===== Texte à lire

Le taux d'occupation est une variable essentielle ; la SNCF donne le chiffre de 70 % pour le TGV mais rien pour les autres trains. On trouve dans la littérature sans sources particulières : 45 % pour l'ensemble des trains, 33 % pour les trains de banlieue ; sachant que le trafic TGV représentait en 2005 55 % du trafic total le taux pour les autres trains devrait être de l'ordre de 20 % ; c'est ce taux qui est celui donné par le guide ADEME précité pour les bus, d'après le taux de remplissage des bus d'Ile-de-France, qui a été retenu pour les plus petits autorails, et 30 % pour les AGC. Ces taux sont a priori élevés car calculés sur l'ensemble des services – à l'heure de pointe ou à l'heure creuse, en semaine ou le week end, et sur la totalité des parcours, incluant les sections les moins chargées y compris les haut-le-pied.

==========

Consigne écrite 1 – Pouvez-vous recopier à l'identique le texte sur le taux d'occupation des trains, de « Le taux d'occupation » à « compris les haut-le-pied. », ces deux bornes comprises ?
Les entrées n'ont aucun lien avec le texte sur le taux d'occupation des trains.

===== Entrées extraites

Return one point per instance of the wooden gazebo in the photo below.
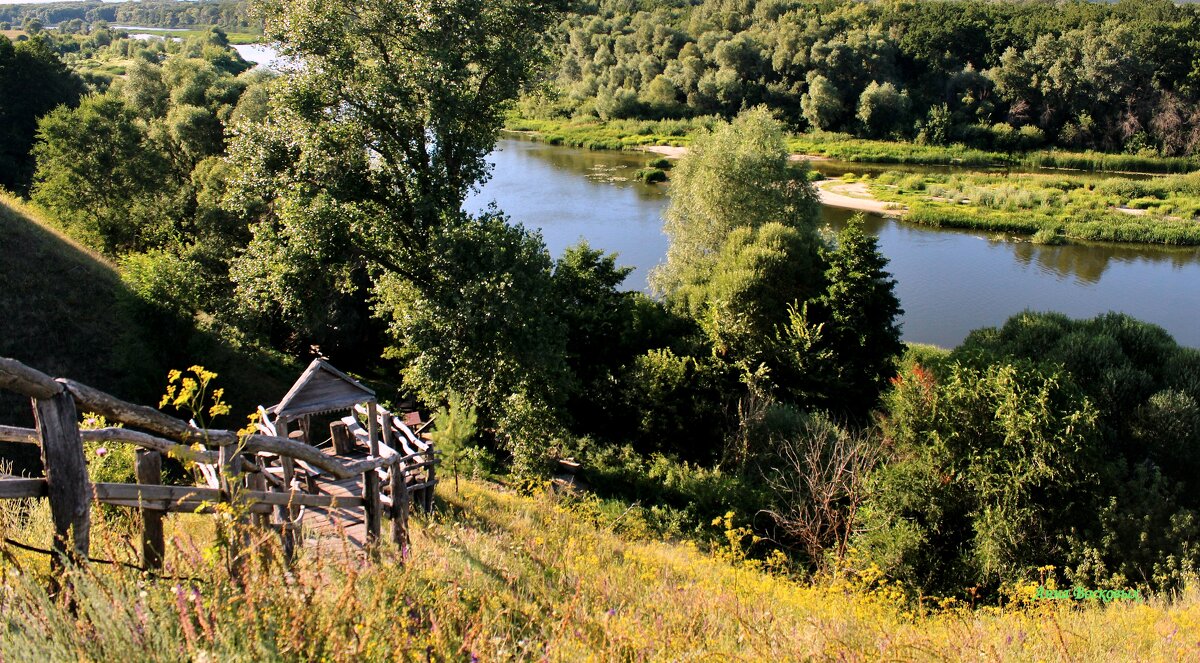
(323, 389)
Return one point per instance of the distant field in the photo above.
(234, 37)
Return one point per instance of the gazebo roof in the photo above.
(322, 388)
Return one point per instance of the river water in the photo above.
(948, 281)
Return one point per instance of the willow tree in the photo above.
(372, 143)
(735, 177)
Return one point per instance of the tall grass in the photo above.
(499, 577)
(617, 135)
(1053, 207)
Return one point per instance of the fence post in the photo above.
(149, 471)
(66, 476)
(371, 506)
(431, 482)
(399, 507)
(229, 464)
(373, 429)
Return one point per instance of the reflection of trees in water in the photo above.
(601, 167)
(1089, 262)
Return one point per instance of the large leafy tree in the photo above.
(736, 177)
(375, 141)
(34, 82)
(390, 114)
(99, 175)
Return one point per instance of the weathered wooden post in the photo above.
(431, 482)
(373, 429)
(343, 442)
(257, 482)
(149, 471)
(229, 464)
(66, 475)
(372, 506)
(400, 505)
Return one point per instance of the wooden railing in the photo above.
(57, 406)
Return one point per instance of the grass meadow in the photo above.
(497, 575)
(616, 135)
(1050, 207)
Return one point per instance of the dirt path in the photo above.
(833, 192)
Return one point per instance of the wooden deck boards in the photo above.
(333, 530)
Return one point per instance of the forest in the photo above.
(759, 402)
(1008, 76)
(231, 15)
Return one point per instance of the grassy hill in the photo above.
(496, 575)
(65, 311)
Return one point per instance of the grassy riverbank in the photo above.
(496, 575)
(616, 135)
(1051, 208)
(237, 39)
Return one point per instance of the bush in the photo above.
(990, 467)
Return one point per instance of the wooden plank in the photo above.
(19, 435)
(66, 475)
(29, 382)
(148, 466)
(15, 489)
(399, 509)
(114, 493)
(343, 442)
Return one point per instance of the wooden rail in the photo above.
(57, 404)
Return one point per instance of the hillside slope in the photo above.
(65, 311)
(496, 575)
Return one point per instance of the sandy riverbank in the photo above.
(672, 151)
(833, 192)
(853, 195)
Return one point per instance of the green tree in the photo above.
(759, 273)
(484, 324)
(861, 312)
(387, 125)
(456, 425)
(823, 107)
(35, 82)
(100, 178)
(989, 471)
(737, 175)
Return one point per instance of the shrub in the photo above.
(990, 466)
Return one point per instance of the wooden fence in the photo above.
(239, 460)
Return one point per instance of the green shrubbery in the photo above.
(1045, 442)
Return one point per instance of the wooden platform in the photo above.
(331, 529)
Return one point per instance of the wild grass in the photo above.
(1053, 208)
(617, 135)
(497, 577)
(66, 310)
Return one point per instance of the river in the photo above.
(948, 281)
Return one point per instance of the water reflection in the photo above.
(948, 281)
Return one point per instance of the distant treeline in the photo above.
(227, 13)
(1018, 75)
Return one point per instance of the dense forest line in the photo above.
(1008, 76)
(763, 384)
(231, 15)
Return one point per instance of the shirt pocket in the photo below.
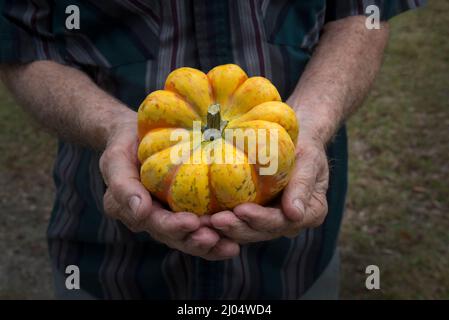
(111, 33)
(293, 23)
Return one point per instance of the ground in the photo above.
(398, 203)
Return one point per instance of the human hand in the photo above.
(127, 200)
(303, 203)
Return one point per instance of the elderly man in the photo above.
(84, 84)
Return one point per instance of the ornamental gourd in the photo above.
(221, 101)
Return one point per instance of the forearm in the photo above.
(65, 101)
(338, 76)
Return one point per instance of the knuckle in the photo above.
(318, 216)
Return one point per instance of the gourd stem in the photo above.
(213, 117)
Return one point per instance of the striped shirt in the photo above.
(128, 48)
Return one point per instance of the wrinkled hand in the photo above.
(303, 202)
(127, 200)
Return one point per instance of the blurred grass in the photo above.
(398, 204)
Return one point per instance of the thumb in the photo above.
(297, 194)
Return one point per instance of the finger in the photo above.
(123, 180)
(298, 191)
(224, 249)
(200, 242)
(316, 211)
(236, 229)
(114, 210)
(260, 218)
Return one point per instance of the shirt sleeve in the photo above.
(338, 9)
(26, 32)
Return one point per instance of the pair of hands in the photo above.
(217, 237)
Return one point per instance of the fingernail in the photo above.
(300, 208)
(134, 204)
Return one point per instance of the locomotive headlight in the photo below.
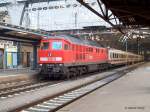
(58, 58)
(60, 64)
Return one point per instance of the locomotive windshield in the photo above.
(57, 45)
(45, 45)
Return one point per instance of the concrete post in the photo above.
(34, 57)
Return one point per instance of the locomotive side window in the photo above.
(66, 47)
(56, 45)
(45, 45)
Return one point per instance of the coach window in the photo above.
(66, 47)
(45, 45)
(73, 47)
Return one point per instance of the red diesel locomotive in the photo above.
(66, 56)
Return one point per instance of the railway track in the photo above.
(55, 103)
(21, 87)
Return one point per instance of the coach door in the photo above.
(1, 58)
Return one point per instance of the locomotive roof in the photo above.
(77, 40)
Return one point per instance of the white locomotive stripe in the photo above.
(38, 110)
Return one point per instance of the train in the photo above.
(66, 56)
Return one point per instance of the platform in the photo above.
(17, 74)
(130, 93)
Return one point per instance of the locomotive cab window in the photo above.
(45, 45)
(57, 45)
(66, 47)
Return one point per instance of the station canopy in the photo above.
(130, 12)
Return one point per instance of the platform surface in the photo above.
(17, 74)
(130, 93)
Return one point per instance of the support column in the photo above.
(18, 53)
(34, 57)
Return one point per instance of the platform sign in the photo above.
(9, 59)
(11, 56)
(61, 15)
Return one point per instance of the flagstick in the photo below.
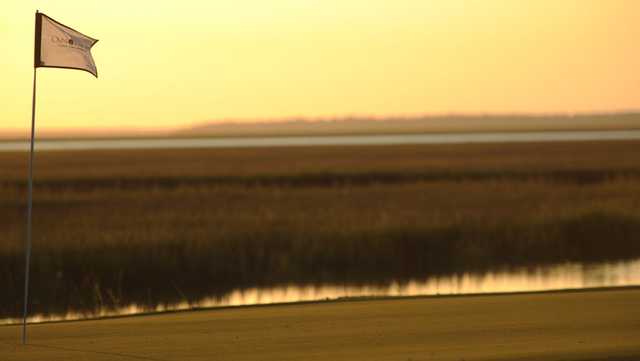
(29, 208)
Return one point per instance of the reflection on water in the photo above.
(320, 140)
(559, 277)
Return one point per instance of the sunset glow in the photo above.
(172, 65)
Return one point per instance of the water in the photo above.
(559, 277)
(444, 138)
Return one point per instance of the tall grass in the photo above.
(151, 227)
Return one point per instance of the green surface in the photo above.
(148, 227)
(602, 325)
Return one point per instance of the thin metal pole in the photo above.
(29, 209)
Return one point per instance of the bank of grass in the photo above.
(148, 227)
(585, 326)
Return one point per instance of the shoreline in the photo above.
(338, 300)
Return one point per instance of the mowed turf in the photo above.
(594, 325)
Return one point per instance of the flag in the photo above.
(59, 46)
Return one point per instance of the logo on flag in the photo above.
(59, 46)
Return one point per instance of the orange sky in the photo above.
(169, 65)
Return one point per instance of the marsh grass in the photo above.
(151, 227)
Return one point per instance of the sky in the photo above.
(172, 64)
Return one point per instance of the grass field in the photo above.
(160, 226)
(603, 325)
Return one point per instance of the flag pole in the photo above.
(29, 204)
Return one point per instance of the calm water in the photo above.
(447, 138)
(559, 277)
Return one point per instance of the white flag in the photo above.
(59, 46)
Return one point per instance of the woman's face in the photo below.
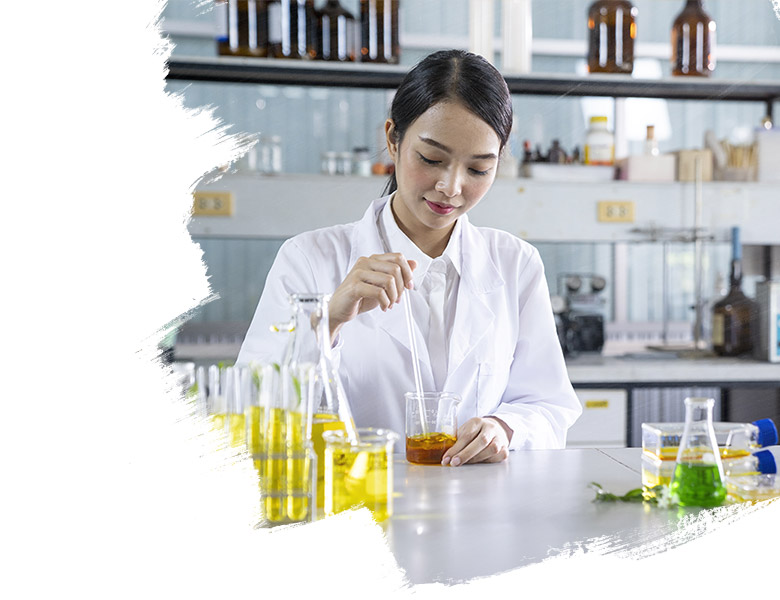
(445, 164)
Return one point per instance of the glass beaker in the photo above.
(431, 425)
(311, 347)
(698, 478)
(359, 473)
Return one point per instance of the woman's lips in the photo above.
(440, 209)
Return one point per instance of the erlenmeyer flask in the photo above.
(311, 347)
(698, 478)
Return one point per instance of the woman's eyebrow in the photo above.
(436, 144)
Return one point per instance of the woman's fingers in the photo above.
(377, 280)
(479, 440)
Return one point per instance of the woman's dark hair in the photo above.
(455, 76)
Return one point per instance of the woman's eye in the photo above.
(428, 161)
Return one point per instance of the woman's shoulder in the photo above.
(502, 244)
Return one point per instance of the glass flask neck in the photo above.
(699, 444)
(311, 334)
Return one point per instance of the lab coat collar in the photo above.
(480, 278)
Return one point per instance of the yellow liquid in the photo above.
(321, 423)
(284, 467)
(358, 478)
(255, 426)
(670, 453)
(237, 431)
(275, 479)
(298, 468)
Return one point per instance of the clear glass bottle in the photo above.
(611, 34)
(651, 144)
(698, 478)
(733, 314)
(292, 29)
(379, 31)
(335, 33)
(693, 41)
(599, 143)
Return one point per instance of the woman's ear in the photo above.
(391, 138)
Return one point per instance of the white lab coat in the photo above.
(504, 359)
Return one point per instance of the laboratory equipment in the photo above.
(611, 34)
(661, 444)
(431, 425)
(359, 473)
(698, 478)
(766, 344)
(311, 348)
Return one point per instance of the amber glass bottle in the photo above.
(247, 28)
(336, 33)
(732, 315)
(379, 31)
(292, 29)
(611, 34)
(693, 41)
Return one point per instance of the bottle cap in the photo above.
(766, 462)
(767, 432)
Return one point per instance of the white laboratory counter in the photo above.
(451, 524)
(656, 369)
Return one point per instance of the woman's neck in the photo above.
(432, 242)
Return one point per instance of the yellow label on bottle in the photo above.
(597, 404)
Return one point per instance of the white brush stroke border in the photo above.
(111, 488)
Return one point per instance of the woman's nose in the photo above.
(450, 184)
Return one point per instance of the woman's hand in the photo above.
(480, 439)
(377, 280)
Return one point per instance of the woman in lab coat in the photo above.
(484, 325)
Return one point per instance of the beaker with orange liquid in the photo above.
(431, 425)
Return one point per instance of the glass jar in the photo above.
(611, 34)
(599, 143)
(359, 473)
(379, 31)
(292, 29)
(330, 165)
(335, 33)
(271, 155)
(693, 41)
(247, 28)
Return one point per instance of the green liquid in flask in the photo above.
(698, 485)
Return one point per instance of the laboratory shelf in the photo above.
(289, 72)
(285, 205)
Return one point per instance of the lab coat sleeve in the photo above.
(539, 403)
(291, 272)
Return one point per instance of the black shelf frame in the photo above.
(355, 75)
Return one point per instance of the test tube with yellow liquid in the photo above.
(359, 474)
(234, 400)
(288, 480)
(216, 400)
(255, 383)
(329, 410)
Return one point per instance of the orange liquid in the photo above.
(428, 449)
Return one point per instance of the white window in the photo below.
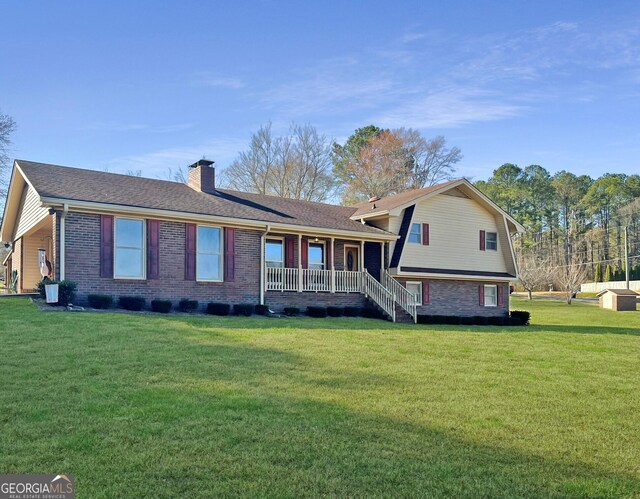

==========

Consigne écrite 2 – Quelles lignes des entrées contiennent la chaîne « bottle » ? Affichez-les toutes, en tenant compte de la casse.

Réponse correcte 1 –
Le taux d'occupation est une variable essentielle ; la SNCF donne le chiffre de 70 % pour le TGV mais rien pour les autres trains. On trouve dans la littérature sans sources particulières : 45 % pour l'ensemble des trains, 33 % pour les trains de banlieue ; sachant que le trafic TGV représentait en 2005 55 % du trafic total le taux pour les autres trains devrait être de l'ordre de 20 % ; c'est ce taux qui est celui donné par le guide ADEME précité pour les bus, d'après le taux de remplissage des bus d'Ile-de-France, qui a été retenu pour les plus petits autorails, et 30 % pour les AGC. Ces taux sont a priori élevés car calculés sur l'ensemble des services – à l'heure de pointe ou à l'heure creuse, en semaine ou le week end, et sur la totalité des parcours, incluant les sections les moins chargées y compris les haut-le-pied.

Réponse correcte 2 –
Return one point per instance of the clear glass bottle in the photo above.
Return one point per instance of the amber glass bottle in the photo above.
Return one point per instance of the bottle cap in the photo above.
Return one point per instance of the yellow label on bottle in the photo above.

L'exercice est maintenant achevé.